WRITTEN REQUEST: Copy out everything in the entries below from the line containing "The component shall indicate one point per instance of the bread" down to the end of the entries, both ends included, leaving the pictures out of your answer.

───── SOURCE RECORDS ─────

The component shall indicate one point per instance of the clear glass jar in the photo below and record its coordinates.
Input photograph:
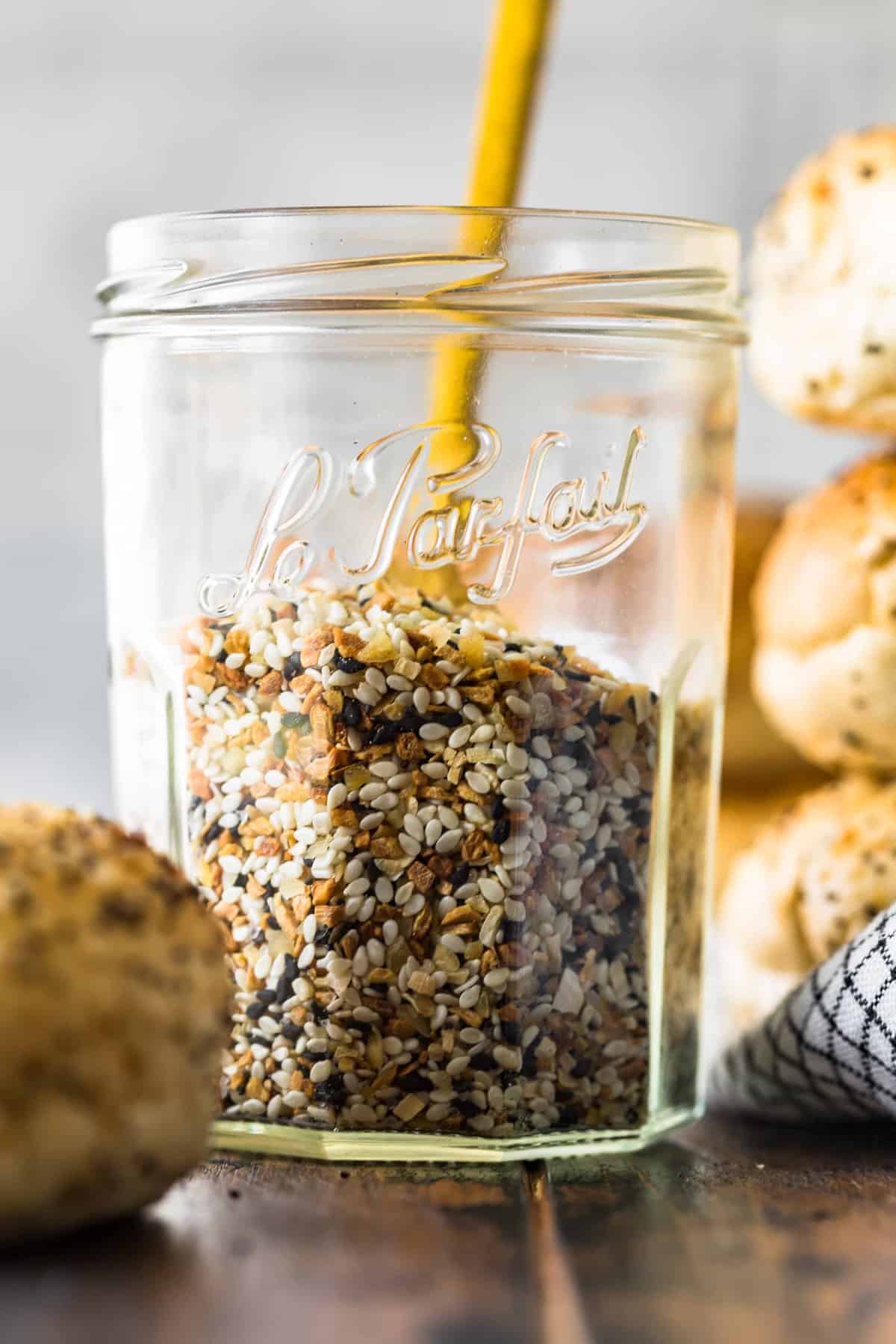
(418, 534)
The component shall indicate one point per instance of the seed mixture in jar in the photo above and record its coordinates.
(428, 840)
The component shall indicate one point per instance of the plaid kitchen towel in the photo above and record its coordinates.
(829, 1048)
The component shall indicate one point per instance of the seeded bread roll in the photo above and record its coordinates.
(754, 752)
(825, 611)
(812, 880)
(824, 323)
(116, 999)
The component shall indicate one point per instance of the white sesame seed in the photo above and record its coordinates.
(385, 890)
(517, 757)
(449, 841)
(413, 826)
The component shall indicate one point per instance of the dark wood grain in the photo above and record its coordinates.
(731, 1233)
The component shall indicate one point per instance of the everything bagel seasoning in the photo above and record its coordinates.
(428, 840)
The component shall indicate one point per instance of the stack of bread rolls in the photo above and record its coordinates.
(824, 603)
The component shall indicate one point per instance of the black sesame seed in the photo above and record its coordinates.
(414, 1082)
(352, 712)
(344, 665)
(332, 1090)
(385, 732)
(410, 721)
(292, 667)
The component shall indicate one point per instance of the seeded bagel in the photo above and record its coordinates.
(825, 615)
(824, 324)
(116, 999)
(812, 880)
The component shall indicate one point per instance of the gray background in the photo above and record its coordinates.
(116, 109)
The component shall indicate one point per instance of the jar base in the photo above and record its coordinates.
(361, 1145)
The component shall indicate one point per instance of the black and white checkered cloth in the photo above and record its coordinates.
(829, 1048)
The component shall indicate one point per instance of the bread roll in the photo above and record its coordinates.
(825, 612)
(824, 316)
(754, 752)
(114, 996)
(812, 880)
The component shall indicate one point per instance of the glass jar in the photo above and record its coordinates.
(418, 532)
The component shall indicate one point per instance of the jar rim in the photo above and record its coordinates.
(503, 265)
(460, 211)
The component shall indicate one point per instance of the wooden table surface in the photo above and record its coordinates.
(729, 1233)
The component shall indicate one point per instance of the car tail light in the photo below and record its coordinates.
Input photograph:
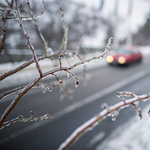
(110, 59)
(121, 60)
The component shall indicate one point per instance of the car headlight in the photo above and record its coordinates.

─────

PROBLEM SOLUTION:
The component shall indicate one point per instance of the bread roll in the photo above and record its coordinates.
(825, 612)
(824, 316)
(754, 752)
(114, 996)
(812, 880)
The component shall indicate one point per instance of the glass jar in the photo above and record its coordinates.
(418, 532)
The component shall indicate one point per instance of the jar rim in the photo above and record its coordinates.
(503, 265)
(460, 211)
The component shall indicate one point per instance of the wooden table surface in the photo above and record its coordinates.
(729, 1233)
The component shall indicate one point per instance of the car tail light in the photo below and record its coordinates.
Input photograph:
(110, 59)
(121, 60)
The component shall indicate one point per instance of the car headlight in the photo above and record its coordinates.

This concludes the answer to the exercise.